*** INPUT DATA Section Begins ***

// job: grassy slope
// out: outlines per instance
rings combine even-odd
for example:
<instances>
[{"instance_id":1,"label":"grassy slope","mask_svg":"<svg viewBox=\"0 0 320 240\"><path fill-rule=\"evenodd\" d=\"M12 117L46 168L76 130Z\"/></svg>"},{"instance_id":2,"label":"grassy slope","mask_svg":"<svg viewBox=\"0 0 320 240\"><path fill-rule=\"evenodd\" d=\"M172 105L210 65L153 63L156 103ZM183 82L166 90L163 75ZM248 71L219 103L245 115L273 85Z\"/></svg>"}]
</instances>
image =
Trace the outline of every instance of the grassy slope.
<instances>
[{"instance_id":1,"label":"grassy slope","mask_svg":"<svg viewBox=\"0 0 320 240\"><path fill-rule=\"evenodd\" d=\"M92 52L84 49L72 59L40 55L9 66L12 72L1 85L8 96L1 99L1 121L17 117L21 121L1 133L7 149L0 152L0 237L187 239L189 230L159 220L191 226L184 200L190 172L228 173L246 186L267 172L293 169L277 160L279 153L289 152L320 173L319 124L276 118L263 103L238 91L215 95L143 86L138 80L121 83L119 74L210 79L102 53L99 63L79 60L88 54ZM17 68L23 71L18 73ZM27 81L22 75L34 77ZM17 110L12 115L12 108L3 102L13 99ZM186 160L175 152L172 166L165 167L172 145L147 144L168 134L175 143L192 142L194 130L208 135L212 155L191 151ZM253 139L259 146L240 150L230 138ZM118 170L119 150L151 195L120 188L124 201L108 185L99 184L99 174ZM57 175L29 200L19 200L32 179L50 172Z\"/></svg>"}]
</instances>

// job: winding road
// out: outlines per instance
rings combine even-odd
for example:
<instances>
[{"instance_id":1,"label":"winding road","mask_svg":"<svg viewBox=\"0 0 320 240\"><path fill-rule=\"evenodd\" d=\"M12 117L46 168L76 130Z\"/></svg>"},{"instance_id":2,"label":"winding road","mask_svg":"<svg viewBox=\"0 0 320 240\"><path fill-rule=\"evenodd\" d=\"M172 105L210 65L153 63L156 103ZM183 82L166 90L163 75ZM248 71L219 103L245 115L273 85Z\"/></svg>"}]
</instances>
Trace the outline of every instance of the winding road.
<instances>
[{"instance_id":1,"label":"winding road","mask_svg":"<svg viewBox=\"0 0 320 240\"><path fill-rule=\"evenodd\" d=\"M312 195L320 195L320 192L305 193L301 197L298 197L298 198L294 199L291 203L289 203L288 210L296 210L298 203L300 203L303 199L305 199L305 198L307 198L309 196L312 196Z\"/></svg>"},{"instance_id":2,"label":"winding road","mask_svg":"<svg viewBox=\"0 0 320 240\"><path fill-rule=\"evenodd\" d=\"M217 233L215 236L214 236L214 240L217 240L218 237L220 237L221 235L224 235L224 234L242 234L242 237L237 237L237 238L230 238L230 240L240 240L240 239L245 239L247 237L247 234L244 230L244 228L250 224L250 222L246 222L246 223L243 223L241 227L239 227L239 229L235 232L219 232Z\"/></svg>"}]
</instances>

*** INPUT DATA Section Ends ***

#### WORK TO BE COMPLETED:
The answer consists of every entry, returned exactly.

#### ANSWER FOR THE TASK:
// job: grassy slope
// out: outlines per instance
rings combine even-odd
for example:
<instances>
[{"instance_id":1,"label":"grassy slope","mask_svg":"<svg viewBox=\"0 0 320 240\"><path fill-rule=\"evenodd\" d=\"M12 117L46 168L76 130Z\"/></svg>"},{"instance_id":2,"label":"grassy slope","mask_svg":"<svg viewBox=\"0 0 320 240\"><path fill-rule=\"evenodd\" d=\"M172 105L210 65L153 63L156 103ZM183 82L166 90L163 75ZM248 71L219 103L245 115L273 85Z\"/></svg>"}]
</instances>
image =
Trace the outline of every instance of the grassy slope.
<instances>
[{"instance_id":1,"label":"grassy slope","mask_svg":"<svg viewBox=\"0 0 320 240\"><path fill-rule=\"evenodd\" d=\"M92 52L84 49L72 59L40 55L9 66L12 72L1 85L8 96L1 99L1 121L17 117L21 121L1 133L7 149L0 152L0 237L187 239L189 230L159 220L191 226L184 200L190 172L228 173L246 186L267 172L293 169L277 160L279 153L289 152L320 173L319 124L276 118L263 103L238 91L215 95L143 86L138 80L121 83L119 74L210 79L102 53L99 63L79 60L88 54ZM17 68L23 71L18 73ZM27 81L22 75L34 77ZM17 110L12 115L12 108L3 102L13 99ZM186 160L175 152L172 166L165 167L172 145L147 144L168 134L175 143L192 142L194 130L208 135L212 155L191 151ZM253 139L259 146L240 150L230 138ZM118 170L119 150L151 195L120 188L124 201L108 185L99 184L99 174ZM57 175L29 200L19 200L32 179L50 172Z\"/></svg>"}]
</instances>

// job: winding road
// out: outlines per instance
rings combine even-odd
for example:
<instances>
[{"instance_id":1,"label":"winding road","mask_svg":"<svg viewBox=\"0 0 320 240\"><path fill-rule=\"evenodd\" d=\"M12 117L46 168L76 130Z\"/></svg>"},{"instance_id":2,"label":"winding road","mask_svg":"<svg viewBox=\"0 0 320 240\"><path fill-rule=\"evenodd\" d=\"M172 105L210 65L153 63L156 103ZM183 82L166 90L163 75ZM248 71L219 103L245 115L273 85Z\"/></svg>"}]
</instances>
Trace the outline of every instance of the winding road.
<instances>
[{"instance_id":1,"label":"winding road","mask_svg":"<svg viewBox=\"0 0 320 240\"><path fill-rule=\"evenodd\" d=\"M312 195L320 195L320 192L305 193L301 197L298 197L298 198L294 199L291 203L289 203L288 210L296 210L298 203L300 203L303 199L305 199L305 198L307 198L309 196L312 196Z\"/></svg>"},{"instance_id":2,"label":"winding road","mask_svg":"<svg viewBox=\"0 0 320 240\"><path fill-rule=\"evenodd\" d=\"M217 233L215 236L214 236L214 240L217 240L218 237L220 237L221 235L224 235L224 234L242 234L242 237L237 237L237 238L230 238L230 240L240 240L240 239L245 239L247 237L247 234L244 230L244 228L250 224L250 222L246 222L246 223L243 223L241 227L239 227L239 229L235 232L219 232Z\"/></svg>"}]
</instances>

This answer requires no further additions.